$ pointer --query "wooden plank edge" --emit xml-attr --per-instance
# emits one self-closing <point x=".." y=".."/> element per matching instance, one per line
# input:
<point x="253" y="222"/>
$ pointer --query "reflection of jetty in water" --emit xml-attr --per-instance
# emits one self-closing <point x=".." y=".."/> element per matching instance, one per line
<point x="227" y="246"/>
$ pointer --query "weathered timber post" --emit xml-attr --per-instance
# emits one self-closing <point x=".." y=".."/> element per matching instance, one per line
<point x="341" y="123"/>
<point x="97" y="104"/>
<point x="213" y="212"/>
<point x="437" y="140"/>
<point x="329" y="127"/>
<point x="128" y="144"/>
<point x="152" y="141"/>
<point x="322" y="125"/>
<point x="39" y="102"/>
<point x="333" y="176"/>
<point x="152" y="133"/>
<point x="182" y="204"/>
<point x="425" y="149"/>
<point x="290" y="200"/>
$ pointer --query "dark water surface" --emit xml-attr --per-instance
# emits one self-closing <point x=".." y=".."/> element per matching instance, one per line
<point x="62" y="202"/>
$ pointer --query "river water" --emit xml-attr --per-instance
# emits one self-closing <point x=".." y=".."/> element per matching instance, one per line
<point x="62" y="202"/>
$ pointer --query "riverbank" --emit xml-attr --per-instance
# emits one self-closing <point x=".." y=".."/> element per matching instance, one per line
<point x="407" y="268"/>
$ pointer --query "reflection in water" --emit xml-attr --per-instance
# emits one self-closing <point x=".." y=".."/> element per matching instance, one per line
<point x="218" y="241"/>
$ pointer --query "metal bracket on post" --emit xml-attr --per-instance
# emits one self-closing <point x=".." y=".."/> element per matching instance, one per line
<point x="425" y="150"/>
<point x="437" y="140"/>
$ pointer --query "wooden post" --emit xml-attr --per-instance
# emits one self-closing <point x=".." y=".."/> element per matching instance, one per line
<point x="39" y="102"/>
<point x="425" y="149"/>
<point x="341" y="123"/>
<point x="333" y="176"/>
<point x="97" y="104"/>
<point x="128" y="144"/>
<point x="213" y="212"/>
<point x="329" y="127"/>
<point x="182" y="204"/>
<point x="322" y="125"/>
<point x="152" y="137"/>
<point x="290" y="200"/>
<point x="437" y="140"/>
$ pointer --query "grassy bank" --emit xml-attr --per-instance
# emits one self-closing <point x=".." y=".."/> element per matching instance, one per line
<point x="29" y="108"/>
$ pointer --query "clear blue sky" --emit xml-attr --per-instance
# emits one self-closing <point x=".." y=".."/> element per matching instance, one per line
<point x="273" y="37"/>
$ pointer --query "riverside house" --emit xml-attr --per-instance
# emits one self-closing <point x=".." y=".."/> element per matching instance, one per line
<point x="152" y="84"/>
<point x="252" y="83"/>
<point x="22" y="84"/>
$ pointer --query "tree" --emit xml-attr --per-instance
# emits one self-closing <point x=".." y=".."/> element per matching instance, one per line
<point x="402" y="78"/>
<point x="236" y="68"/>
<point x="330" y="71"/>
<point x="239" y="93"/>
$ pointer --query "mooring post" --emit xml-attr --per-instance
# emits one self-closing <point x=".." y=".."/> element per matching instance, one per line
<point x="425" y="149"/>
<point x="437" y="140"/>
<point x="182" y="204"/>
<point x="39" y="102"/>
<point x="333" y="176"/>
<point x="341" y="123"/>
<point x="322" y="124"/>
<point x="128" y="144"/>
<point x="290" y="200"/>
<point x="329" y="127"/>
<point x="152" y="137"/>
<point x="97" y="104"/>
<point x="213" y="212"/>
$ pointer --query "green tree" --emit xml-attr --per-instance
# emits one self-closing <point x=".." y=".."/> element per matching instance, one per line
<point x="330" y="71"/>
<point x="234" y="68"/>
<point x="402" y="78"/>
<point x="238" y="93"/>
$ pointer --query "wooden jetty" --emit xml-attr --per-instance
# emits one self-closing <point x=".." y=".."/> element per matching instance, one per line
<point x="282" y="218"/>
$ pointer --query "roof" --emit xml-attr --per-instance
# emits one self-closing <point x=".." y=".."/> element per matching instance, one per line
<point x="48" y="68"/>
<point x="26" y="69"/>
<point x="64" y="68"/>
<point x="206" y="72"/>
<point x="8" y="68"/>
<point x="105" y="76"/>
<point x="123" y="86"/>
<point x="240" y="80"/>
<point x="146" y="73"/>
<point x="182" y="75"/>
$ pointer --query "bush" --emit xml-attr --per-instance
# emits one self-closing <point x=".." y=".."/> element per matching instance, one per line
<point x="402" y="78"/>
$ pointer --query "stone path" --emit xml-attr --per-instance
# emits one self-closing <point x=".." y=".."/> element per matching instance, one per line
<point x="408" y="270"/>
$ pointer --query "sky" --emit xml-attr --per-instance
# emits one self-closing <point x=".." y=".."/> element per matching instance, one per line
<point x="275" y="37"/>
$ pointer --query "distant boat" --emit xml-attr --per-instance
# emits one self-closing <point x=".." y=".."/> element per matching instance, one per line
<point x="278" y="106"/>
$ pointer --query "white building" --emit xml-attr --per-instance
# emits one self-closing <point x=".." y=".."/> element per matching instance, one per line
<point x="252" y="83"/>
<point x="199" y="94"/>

» Action item
Copy out all lines of the listing above that include "reflection".

» Expected answer
$ pointer --query "reflection of jetty in water" --emit xml-attr --per-instance
$ pointer --query "reflection in water" --emit xml-attr --per-instance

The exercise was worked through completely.